__TEXTE À LIRE__.
Le Prix du jeune écrivain récompense chaque année une oeuvre d’imagination inédite, en prose (nouvelle, conte, récit), de 5 à 25 pages, de jeunes auteurs de nationalité française (7 prix) et francophone (6 prix), qui ont entre 15 et 24 ans révolus et qui n’ont jamais été édités. Chaque candidat ne peut envoyer qu’un seul texte. Les textes pré-sélectionnés sont soumis à un jury tournant, composé d’écrivains et de critiques littéraires.

Tel est le contexte général de ce recueil. Venons en maintenant aux nouvelles lauréates.

C'est la nouvelle Il déserte d'Arthur Dreyfus qui ouvre le bal. Une nouvelle pleine de nostalgie et musicale. Le personnage principal et narrateur est un virtuose du violon. Dans un style sobre et élégant, ce texte aborde l'illusion amoureuse, interroge sur la source de l'inspiration, l'amitié et de l'amour. Des mots choisis pour leur douce musicalité et cette part de rêverie, de détachement. Quand l'inspiration revient grâce à un hippocampe, "Un petit être immobile (...) d'un bleu magnifique, entre le cobalt et le canard, ou curaçao."

__EXERCICE 1__.
D'après le texte sur le Prix du jeune écrivain, qui compose le jury qui lit les textes présélectionnés ?
__EXERCICE 2__.
Dans le texte sur le Prix du jeune écrivain, relevez tous les genres de prose cités entre parenthèses pour les œuvres acceptées.
__EXERCICE 3__.
Donnez la suite du texte sur le Prix du jeune écrivain, en commençant juste après sa dernière phrase.

__DONNÉES FOURNIES__.
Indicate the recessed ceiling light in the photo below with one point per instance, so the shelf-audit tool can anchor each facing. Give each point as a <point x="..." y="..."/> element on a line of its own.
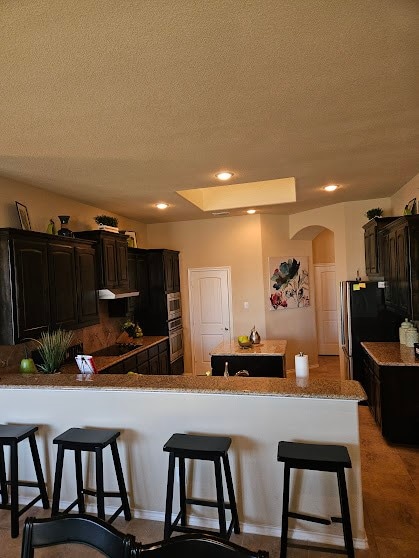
<point x="224" y="175"/>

__RÉPONSE RÉDIGÉE 1__.
Des écrivains et des critiques littéraires.

__RÉPONSE RÉDIGÉE 2__.
Nouvelle, conte, récit.

__RÉPONSE RÉDIGÉE 3__.
Photo finish est la nouvelle lauréate pour la francophonie. Florian Ngimbis, camerounais de 25 ans nous offre là un véritable coup de point. Sur un ton proche de la mélopée, il nous parle de ces populations africaines qui ne semblent connaître que la guerre, les atrocités, la peur et la fuite dans les traitresses forêts. La mort est partout. Son plus horrible visage est certainement celui d'un de ces enfants soldats. La fièvre, la colère de l'écriture de F Ngimbis emporte le lecteur qui ne peut rien contre cette vague de peur, de violence pure tant il est captivé... jusqu'au choc final. Il claque comme une balle assassine. Là, votre coeur s'arrête.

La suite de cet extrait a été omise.